## What to do:
Edit the records from the line containing "Give the outline of every instance of the red plastic" through their end. Change "even-odd" to "nonzero" and leave everything else unchanged.

## Records for this exercise:
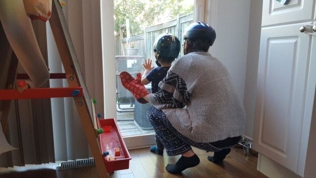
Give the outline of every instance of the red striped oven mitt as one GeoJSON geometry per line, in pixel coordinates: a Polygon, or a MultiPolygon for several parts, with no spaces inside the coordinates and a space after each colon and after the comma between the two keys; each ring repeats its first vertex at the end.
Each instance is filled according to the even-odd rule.
{"type": "Polygon", "coordinates": [[[137,73],[136,78],[134,78],[129,73],[124,71],[120,73],[120,78],[123,86],[128,90],[138,102],[141,104],[148,103],[143,97],[149,93],[141,83],[140,73],[137,73]]]}

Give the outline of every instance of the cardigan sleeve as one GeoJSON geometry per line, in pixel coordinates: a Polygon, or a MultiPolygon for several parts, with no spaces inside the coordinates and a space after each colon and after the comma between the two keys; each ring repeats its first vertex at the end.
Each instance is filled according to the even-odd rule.
{"type": "Polygon", "coordinates": [[[190,98],[184,80],[178,74],[169,70],[159,83],[158,91],[151,95],[151,104],[159,109],[183,108],[190,98]]]}

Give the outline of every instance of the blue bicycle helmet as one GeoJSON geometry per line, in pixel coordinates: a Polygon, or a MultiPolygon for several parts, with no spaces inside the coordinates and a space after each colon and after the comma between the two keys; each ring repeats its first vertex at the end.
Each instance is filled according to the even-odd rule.
{"type": "Polygon", "coordinates": [[[179,40],[170,33],[159,35],[153,43],[153,51],[157,52],[158,57],[175,59],[179,55],[180,47],[179,40]]]}
{"type": "Polygon", "coordinates": [[[183,36],[184,40],[200,39],[207,41],[209,43],[210,46],[213,45],[216,38],[215,30],[209,25],[201,22],[195,22],[189,25],[185,29],[183,36]]]}

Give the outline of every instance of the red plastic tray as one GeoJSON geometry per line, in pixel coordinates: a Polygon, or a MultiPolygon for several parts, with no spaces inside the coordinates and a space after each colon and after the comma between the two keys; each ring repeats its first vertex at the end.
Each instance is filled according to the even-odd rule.
{"type": "Polygon", "coordinates": [[[129,160],[131,159],[131,158],[114,119],[98,119],[98,125],[99,128],[106,126],[112,127],[109,131],[105,131],[99,135],[101,154],[107,151],[107,144],[109,141],[110,143],[116,143],[117,147],[120,147],[120,156],[124,157],[119,159],[110,161],[107,160],[105,157],[103,157],[103,161],[108,172],[128,169],[129,167],[129,160]]]}

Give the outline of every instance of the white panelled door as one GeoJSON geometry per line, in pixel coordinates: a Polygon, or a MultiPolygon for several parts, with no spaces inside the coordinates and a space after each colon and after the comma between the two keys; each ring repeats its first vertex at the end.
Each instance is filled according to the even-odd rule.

## Response to the exercise:
Give the outline of every instance of the red plastic tray as one GeoJSON geometry per line, in pixel coordinates: a Polygon, or a MultiPolygon for several parts, with no spaces inside the coordinates and a space after each colon and after the comma between the two keys; each ring repeats its first vertex at the end.
Each instance is filled according to the nonzero rule.
{"type": "Polygon", "coordinates": [[[129,160],[131,159],[131,158],[114,119],[98,119],[98,125],[99,128],[106,126],[112,127],[109,131],[105,131],[99,135],[101,154],[107,151],[107,144],[109,141],[110,143],[116,143],[117,147],[120,147],[120,156],[124,157],[119,159],[110,161],[107,160],[105,157],[103,157],[103,161],[108,172],[128,169],[129,167],[129,160]]]}

Give the outline of every instance of the white panelled door as one GeoJSON geometry per line, in pixel coordinates: a Polygon, or a MultiPolygon for several parts, with no spaces inside the coordinates and a space after each colon and after the comma between the two keys; each ring repeats its first vertex at the end.
Each instance is filled according to the nonzero rule.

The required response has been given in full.